▶ [RECORDS PROVIDED]
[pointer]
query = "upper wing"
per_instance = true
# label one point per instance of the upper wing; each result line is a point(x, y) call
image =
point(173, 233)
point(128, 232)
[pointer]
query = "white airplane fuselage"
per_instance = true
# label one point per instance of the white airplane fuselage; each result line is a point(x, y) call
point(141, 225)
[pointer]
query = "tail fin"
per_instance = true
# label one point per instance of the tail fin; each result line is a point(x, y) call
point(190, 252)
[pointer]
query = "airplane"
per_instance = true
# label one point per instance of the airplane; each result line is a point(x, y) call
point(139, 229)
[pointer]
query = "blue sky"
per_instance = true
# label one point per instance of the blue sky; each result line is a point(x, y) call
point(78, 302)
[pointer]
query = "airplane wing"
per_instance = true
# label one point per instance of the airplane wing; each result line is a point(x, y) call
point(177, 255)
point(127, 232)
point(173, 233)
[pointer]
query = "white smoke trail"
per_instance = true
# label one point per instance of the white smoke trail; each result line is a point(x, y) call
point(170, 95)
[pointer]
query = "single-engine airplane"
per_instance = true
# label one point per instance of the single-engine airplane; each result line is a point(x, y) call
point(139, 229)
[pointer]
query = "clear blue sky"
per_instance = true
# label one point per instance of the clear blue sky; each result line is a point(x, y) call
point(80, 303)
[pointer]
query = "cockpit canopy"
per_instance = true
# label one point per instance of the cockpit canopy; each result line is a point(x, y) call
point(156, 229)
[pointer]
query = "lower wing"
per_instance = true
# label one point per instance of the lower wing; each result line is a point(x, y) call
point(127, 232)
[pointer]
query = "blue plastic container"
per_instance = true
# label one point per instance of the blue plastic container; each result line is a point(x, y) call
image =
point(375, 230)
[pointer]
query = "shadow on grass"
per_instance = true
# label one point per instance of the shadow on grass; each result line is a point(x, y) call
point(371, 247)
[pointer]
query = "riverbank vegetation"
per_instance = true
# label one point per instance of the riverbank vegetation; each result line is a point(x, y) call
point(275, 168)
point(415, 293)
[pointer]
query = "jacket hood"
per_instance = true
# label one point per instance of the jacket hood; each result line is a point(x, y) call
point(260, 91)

▶ [THE TASK]
Please copy every one of the lines above word for word, changing nothing.

▶ [RESULT OF THIS EXERCISE]
[pointer]
query = "upper wing"
per_instance = true
# label one point per instance of the upper wing; each result line is a point(x, y) call
image =
point(173, 233)
point(128, 232)
[pointer]
query = "white airplane fuselage"
per_instance = true
# label one point per instance of the white airplane fuselage; each result line is a point(x, y) call
point(141, 225)
[pointer]
query = "tail fin"
per_instance = true
# label one point per instance of the tail fin; each result line is a point(x, y) call
point(190, 252)
[pointer]
query = "airplane"
per_instance = true
# label one point per instance of the airplane; each result line is a point(x, y) call
point(139, 229)
[pointer]
query = "blue sky"
per_instance = true
# label one point per instance of the blue sky; each result line is a point(x, y) call
point(78, 302)
[pointer]
query = "airplane wing"
per_instance = true
# label one point per instance of the airplane wing; each result line is a point(x, y) call
point(177, 255)
point(127, 232)
point(173, 233)
[pointer]
query = "white smoke trail"
per_instance = true
# label one point per instance of the white smoke trail; each result line is a point(x, y) call
point(170, 95)
[pointer]
query = "single-engine airplane"
per_instance = true
# label one point per instance of the single-engine airplane; each result line is a point(x, y) call
point(139, 229)
[pointer]
query = "clear blue sky"
per_instance = true
# label one point per instance of the clear blue sky; each result line is a point(x, y) call
point(80, 303)
[pointer]
query = "cockpit canopy"
per_instance = true
# label one point per instance of the cockpit canopy; each result line is a point(x, y) call
point(156, 229)
[pointer]
query = "lower wing"
per_instance = true
# label one point per instance of the lower wing; each result line is a point(x, y) call
point(127, 232)
[pointer]
query = "blue plastic container"
per_instance = true
# label one point per instance of the blue plastic container; each result line is a point(x, y) call
image =
point(375, 230)
[pointer]
query = "shadow on grass"
per_instance = true
# label one point per instance of the shadow on grass; each result line is a point(x, y) call
point(371, 247)
[pointer]
query = "riverbank vegetation"
per_instance = true
# label one point per instance of the riverbank vegetation; each result line is a point(x, y) call
point(275, 168)
point(415, 293)
[pointer]
query = "jacket hood"
per_instance = true
# label one point per instance of the jacket hood; each result line is a point(x, y) call
point(260, 91)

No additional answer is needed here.